The exercise — Set down every item below word for word, leaving out the pictures.

Material for this exercise —
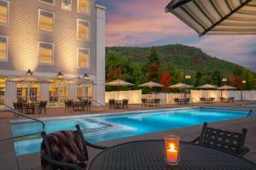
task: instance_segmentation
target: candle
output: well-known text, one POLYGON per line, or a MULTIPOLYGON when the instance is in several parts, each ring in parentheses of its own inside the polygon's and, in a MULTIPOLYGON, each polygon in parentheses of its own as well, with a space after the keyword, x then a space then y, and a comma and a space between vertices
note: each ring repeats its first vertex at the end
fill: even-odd
POLYGON ((177 162, 177 150, 175 150, 174 144, 170 144, 169 148, 166 150, 166 158, 169 162, 177 162))
POLYGON ((179 162, 179 137, 175 135, 165 136, 166 162, 169 165, 177 165, 179 162))

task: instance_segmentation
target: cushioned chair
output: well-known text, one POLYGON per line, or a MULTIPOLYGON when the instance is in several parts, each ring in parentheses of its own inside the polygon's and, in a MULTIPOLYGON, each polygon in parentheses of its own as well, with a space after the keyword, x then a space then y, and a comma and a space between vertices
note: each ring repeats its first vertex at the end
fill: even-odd
POLYGON ((42 170, 85 170, 89 160, 87 145, 107 149, 84 140, 79 125, 76 131, 60 131, 50 134, 42 133, 42 170))
POLYGON ((249 151, 248 148, 244 148, 247 132, 246 128, 241 133, 219 130, 208 128, 205 122, 201 135, 191 142, 242 156, 249 151))

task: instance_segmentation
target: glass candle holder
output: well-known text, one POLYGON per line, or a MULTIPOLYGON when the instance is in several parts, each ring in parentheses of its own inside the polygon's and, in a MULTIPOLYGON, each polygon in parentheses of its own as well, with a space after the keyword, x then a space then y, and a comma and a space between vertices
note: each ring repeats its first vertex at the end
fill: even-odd
POLYGON ((165 136, 166 162, 168 165, 177 165, 179 162, 179 136, 165 136))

Solution —
task: instance_segmentation
target: candle
output: well-known text, one POLYGON per line, or a MULTIPOLYGON when the instance is in several parts, each ring in parentheses of its own inside the polygon's and, in a MULTIPOLYGON, each polygon in parentheses of its own as well, with a space after the keyword, x then a space then y, and a comma and a space between vertices
note: each ring repeats its first vertex at the end
fill: even-odd
POLYGON ((177 162, 177 150, 175 150, 174 144, 170 144, 169 148, 166 150, 166 158, 169 162, 177 162))
POLYGON ((179 162, 179 137, 175 135, 165 136, 166 162, 169 165, 177 165, 179 162))

task: instance_segmentation
target: cushioned chair
output: well-known text, one POLYGON per line, or a MULTIPOLYGON when the instance is in several parts, each ring in parentheses of its own inside the polygon's and, in a MULTIPOLYGON, each polygon in parentheses of its own as well, with a space after the keyword, x then a space then y, and a comma and a space between vertices
note: each ring repeats its first vertex at the end
fill: even-odd
POLYGON ((42 170, 85 170, 89 160, 87 145, 107 149, 84 140, 79 125, 76 131, 60 131, 50 134, 42 133, 42 170))
POLYGON ((249 151, 248 148, 244 148, 247 132, 246 128, 241 133, 219 130, 208 128, 205 122, 201 135, 191 142, 242 156, 249 151))

task: instance_segmentation
target: glass candle holder
output: well-known text, one POLYGON per line, or a MULTIPOLYGON when the instance is in several parts, each ring in parentheses of its own inside the polygon's and, in a MULTIPOLYGON, each polygon in parentheses of its own as well, with a space after the keyword, x then a space then y, and a comma and a space between vertices
note: each ring repeats its first vertex at the end
fill: even-odd
POLYGON ((165 136, 166 162, 168 165, 177 165, 179 162, 179 136, 165 136))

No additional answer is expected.